Directions for this task — Return each line of the data that follows exactly as it reads.

Record excerpts —
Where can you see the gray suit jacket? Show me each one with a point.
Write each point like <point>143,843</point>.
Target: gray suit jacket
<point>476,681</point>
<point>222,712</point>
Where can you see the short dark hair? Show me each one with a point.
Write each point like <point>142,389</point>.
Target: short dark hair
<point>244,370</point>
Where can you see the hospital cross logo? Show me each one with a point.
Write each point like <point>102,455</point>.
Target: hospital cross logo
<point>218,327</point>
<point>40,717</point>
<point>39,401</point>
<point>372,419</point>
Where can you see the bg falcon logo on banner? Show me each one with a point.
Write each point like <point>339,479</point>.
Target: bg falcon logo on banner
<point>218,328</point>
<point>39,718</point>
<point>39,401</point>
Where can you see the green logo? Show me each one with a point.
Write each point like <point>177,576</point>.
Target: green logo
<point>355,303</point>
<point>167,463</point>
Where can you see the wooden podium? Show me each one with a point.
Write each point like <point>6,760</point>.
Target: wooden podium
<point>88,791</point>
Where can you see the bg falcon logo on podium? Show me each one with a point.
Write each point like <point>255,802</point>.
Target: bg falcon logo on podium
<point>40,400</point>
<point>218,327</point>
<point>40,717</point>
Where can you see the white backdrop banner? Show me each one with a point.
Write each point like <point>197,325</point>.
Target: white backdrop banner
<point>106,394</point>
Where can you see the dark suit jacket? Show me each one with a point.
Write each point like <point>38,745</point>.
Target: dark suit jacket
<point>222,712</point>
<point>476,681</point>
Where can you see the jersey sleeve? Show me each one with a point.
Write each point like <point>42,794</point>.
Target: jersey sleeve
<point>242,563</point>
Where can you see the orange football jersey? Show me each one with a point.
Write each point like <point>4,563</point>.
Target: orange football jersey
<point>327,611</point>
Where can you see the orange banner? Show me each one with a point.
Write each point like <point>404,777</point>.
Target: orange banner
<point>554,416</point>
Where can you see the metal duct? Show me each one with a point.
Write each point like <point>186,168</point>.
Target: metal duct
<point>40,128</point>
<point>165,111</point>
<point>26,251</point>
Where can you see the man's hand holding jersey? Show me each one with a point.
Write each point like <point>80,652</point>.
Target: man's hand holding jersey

Response box —
Where can you see the gray suit jacket? Show me each one with a point.
Write each point like <point>143,843</point>.
Target: gray suit jacket
<point>476,681</point>
<point>222,712</point>
Where can you see the short dark hair? Show me each one with a point.
Write each point like <point>142,389</point>.
Target: short dark hair
<point>244,370</point>
Where can you see the hospital cross logo? Show me each one with a point.
Write each point like <point>102,455</point>.
Target: hospital cross logo
<point>218,327</point>
<point>40,717</point>
<point>39,401</point>
<point>372,419</point>
Where can you see the bg falcon logo on banner? Show me each one with a point.
Write each point like <point>339,479</point>.
Target: bg falcon logo on banner
<point>218,328</point>
<point>39,718</point>
<point>39,401</point>
Where can you see the green logo? Show me each one with a point.
Write each point like <point>177,576</point>.
Target: green logo
<point>355,303</point>
<point>167,463</point>
Where can you see the wooden podium? Show me each one with a point.
Write each point like <point>6,760</point>.
Target: wooden podium
<point>88,791</point>
Where can you see the bg falcon logo on podium? Show me each one with a point.
Write each point like <point>255,802</point>.
Target: bg falcon logo on podium
<point>40,400</point>
<point>218,327</point>
<point>40,717</point>
Where can you see the white backdrop banner? Show me each one with a point.
Write each point like <point>197,325</point>.
Target: white backdrop banner
<point>106,394</point>
Where can you see the dark suit jacket? Show me each one with a point.
Write each point like <point>38,745</point>.
Target: dark suit jacket
<point>222,712</point>
<point>476,681</point>
Where can you see the jersey sleeve? Show me each one with a point.
Write each point like <point>42,794</point>.
Target: jersey sleeve
<point>242,563</point>
Where can you see the orange football jersey? Show me each one with a point.
Write each point like <point>4,563</point>.
Target: orange football jersey
<point>327,611</point>
Where can you see the orange banner? Show me each one with a point.
Write each point like <point>404,777</point>.
Target: orange banner
<point>554,416</point>
Where can you see the metal duct? Show me each one with a point.
Write each point like <point>186,168</point>.
Target: metal duct
<point>40,128</point>
<point>165,111</point>
<point>26,251</point>
Where can you see the man's hand holding jersey? Show me each one with a point.
Write each point like <point>80,652</point>.
Target: man's hand holding jersey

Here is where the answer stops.